→ **Your task**
When the line with "Find the bent" is found, repeat it and all lines that follow it exactly, stopping at the end of the listing.

→ **Data shown**
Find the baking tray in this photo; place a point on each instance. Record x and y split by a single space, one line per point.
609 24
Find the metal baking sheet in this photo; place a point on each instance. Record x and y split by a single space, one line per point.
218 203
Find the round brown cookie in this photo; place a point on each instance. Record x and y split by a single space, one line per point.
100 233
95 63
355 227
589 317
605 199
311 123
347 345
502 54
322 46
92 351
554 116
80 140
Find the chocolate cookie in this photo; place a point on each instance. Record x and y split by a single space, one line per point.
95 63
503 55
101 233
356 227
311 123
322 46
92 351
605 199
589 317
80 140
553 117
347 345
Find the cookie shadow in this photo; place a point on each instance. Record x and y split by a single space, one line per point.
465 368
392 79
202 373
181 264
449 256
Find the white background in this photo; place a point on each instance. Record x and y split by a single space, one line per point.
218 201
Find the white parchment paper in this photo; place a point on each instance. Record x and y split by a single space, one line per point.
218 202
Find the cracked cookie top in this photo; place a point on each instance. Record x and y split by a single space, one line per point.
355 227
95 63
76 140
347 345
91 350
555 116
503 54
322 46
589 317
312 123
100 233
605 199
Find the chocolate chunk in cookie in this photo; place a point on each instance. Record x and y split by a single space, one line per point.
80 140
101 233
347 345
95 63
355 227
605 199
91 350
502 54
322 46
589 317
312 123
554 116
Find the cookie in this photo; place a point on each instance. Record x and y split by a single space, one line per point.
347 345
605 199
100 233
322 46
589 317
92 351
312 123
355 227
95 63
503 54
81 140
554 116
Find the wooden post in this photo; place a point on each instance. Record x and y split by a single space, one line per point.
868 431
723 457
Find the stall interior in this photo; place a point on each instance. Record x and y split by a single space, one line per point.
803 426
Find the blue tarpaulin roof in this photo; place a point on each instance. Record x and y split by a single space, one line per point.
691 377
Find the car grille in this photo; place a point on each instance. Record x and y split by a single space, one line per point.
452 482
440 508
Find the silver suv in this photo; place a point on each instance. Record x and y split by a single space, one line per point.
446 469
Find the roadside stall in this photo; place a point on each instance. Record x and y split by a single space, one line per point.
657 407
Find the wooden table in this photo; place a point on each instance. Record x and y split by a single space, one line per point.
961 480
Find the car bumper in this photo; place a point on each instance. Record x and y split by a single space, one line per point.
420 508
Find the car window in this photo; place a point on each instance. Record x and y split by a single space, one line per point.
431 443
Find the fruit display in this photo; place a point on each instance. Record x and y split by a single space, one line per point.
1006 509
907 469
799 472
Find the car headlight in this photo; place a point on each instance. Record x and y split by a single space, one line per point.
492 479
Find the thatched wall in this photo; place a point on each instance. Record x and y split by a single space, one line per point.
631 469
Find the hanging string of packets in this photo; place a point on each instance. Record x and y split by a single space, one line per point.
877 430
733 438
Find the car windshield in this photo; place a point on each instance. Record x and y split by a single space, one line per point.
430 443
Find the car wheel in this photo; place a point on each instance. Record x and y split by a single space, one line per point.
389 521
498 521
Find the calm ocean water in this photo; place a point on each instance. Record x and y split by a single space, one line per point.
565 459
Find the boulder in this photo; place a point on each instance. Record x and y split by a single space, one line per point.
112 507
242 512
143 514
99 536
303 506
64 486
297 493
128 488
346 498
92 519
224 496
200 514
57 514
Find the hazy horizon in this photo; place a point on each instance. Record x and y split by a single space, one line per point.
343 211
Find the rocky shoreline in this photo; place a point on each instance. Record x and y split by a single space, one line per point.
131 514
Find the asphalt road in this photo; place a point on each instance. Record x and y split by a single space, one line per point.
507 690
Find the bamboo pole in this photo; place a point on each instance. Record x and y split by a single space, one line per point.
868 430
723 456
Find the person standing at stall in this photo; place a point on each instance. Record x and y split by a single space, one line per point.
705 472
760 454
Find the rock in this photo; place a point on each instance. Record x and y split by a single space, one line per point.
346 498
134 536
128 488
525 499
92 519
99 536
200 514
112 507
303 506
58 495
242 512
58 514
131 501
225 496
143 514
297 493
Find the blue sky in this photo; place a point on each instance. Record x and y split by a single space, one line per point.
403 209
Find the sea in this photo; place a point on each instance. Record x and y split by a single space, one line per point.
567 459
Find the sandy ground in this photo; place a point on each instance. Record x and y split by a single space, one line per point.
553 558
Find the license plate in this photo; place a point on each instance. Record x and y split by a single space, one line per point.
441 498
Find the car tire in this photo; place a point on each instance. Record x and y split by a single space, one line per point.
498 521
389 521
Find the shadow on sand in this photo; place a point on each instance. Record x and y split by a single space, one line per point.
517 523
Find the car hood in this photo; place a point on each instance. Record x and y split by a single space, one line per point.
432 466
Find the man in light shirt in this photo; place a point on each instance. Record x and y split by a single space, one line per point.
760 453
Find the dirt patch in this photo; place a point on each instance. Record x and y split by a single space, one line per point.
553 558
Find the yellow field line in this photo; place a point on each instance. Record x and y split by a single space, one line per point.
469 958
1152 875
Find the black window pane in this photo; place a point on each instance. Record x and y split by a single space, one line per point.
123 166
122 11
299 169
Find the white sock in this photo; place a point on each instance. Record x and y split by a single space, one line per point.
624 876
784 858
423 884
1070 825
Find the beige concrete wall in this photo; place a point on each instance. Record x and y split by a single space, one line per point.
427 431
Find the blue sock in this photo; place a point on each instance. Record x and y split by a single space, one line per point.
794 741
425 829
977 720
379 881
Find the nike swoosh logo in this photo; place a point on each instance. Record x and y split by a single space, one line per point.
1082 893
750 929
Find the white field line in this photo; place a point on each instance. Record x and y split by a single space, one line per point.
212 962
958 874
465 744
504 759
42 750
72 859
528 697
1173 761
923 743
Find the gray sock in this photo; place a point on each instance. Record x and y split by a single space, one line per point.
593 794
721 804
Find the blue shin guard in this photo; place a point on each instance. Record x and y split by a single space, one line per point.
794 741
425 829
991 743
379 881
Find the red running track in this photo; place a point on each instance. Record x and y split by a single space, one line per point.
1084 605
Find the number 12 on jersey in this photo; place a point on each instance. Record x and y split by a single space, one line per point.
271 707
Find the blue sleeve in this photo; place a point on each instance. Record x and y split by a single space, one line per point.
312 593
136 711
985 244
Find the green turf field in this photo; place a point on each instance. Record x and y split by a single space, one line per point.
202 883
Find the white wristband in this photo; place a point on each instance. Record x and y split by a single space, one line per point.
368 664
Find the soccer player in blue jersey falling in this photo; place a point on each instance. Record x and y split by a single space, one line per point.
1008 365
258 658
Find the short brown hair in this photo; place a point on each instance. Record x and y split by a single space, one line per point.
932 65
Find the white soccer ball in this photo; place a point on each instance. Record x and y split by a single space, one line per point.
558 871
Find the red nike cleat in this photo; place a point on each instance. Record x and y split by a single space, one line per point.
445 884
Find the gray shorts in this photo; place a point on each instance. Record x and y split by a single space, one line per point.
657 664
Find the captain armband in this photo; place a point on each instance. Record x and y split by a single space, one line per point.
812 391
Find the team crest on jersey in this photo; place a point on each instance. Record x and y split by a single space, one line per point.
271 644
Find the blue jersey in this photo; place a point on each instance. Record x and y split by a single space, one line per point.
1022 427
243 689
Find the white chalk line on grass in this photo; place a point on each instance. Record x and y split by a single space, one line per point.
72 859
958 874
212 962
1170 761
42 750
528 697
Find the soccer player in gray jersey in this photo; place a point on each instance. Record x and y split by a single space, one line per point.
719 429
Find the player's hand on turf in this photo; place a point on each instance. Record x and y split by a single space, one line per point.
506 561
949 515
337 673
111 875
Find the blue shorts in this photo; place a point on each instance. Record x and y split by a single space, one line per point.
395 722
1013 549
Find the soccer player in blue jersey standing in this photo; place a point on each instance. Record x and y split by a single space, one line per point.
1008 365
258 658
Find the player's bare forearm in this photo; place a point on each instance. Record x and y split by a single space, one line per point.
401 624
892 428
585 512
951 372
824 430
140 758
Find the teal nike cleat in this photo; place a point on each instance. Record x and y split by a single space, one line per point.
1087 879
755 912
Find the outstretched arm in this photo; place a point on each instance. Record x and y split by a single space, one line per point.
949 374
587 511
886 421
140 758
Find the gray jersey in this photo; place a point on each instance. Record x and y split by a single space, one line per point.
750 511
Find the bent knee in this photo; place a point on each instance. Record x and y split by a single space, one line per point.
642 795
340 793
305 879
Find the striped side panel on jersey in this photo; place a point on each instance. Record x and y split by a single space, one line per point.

→ **Task result**
Find the bent knee in this photo; place a point on each instance. Record x and y split by a single space, one line per point.
642 795
340 793
305 879
Find the striped side panel on jersey in this photo; place a point on each instance. Record x and y split by a single space, one line per point.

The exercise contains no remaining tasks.